» Consigne A: Reformulez sous forme de liste le paragraphe du texte sur les verbes des discours politiques qui commence par « Il convient maintenant », en conservant ses faits principaux.
» Consigne B: Relevez toutes les lignes de la liste qui contiennent le mot « water ». La casse doit être respectée.

» Texte de la page:
------------
Action et
désir
Il convient maintenant de
nous appesantir sur les verbes mobilisés dans les discours d'ouverture
et les discours de politique générale. Nous pensons que leur
choix est contraint par l'exercice et par la forme du discours. En effet, les
attentes reposent sur la mise en place d'actions concrètes, ainsi que
par le déclenchement d'une réflexion sur les problèmes
structurels majeurs de l'État.
Afin de démontrer
empiriquement notre postulat, nous allons pour un temps nous éloigner
d'une démarche lexicométrique pure pour la prolonger vers une
lemmatisation. Comme il l'a été souligné en introduction
de ce travail, la lemmatisation est contestable et ne présente pas une
évolution majeure. Cependant, elle s'avère tout à fait
utile dans le cas de l'étude des verbes mobilisés. Si nous
conservons les strictes données lexicométriques, il
apparaît impossible de catégoriser les verbes car leur conjugaison
conduit le logiciel à les comptabiliser sous des formes graphiques
différentes. Ainsi notre travail de lemmatisation a consisté
à regrouper tous les verbes sous leurs formes canoniques à
l'infinitif. Ce travail long et fastidieux nous a mené à
rechercher manuellement tous les verbes conjugués et à les
classer par catégorie selon leur racine. Dans le souci ne pas biaiser
notre analyse, notons que les participes passés et les participes
présents n'ont pas été comptabilisés. Par ailleurs,
cette méthode a parfois laissé la place à une
interprétation personnelle, et il est possible que certaines
fréquences aient échappé à notre vigilance, mais
dans l'ensemble les résultats principaux sont très fiables.
------------
[Entrées enregistrées]
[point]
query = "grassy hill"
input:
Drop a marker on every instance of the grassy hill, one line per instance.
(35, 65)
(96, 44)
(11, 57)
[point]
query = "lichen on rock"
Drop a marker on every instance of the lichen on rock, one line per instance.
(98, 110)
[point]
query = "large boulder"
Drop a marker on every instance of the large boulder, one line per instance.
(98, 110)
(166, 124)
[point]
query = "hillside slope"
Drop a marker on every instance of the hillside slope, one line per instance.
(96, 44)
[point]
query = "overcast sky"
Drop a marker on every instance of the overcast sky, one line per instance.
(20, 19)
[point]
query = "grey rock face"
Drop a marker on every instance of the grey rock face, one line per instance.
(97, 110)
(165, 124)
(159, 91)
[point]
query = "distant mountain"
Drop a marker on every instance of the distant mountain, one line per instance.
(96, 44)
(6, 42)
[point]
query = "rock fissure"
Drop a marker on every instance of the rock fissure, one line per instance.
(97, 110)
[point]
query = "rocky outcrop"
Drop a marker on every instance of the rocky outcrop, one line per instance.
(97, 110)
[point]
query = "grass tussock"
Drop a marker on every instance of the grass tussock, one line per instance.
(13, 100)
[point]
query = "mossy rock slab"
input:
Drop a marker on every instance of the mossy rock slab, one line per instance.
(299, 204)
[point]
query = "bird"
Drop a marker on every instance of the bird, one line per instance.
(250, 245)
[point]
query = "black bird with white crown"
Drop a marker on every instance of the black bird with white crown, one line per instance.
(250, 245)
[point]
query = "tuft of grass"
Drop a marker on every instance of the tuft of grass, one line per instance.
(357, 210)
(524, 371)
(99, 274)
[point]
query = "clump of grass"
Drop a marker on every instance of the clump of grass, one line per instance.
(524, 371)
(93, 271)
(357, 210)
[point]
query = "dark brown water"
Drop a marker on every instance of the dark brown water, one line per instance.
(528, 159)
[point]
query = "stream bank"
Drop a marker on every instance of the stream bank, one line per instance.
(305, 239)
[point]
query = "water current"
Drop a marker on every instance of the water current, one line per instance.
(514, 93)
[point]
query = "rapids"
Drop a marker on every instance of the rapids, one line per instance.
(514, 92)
------------
» Corrigé A:
- Les verbes employés dans les discours d'ouverture et les discours de politique générale méritent un examen attentif.
- Le texte avance que leur choix est contraint par l'exercice et par la forme du discours.
- Les attentes portent sur la mise en place d'actions concrètes et sur le déclenchement d'une réflexion sur les problèmes structurels majeurs de l'État.

» Corrigé B:
query = "dark brown water"
Drop a marker on every instance of the dark brown water, one line per instance.
query = "water current"
Drop a marker on every instance of the water current, one line per instance.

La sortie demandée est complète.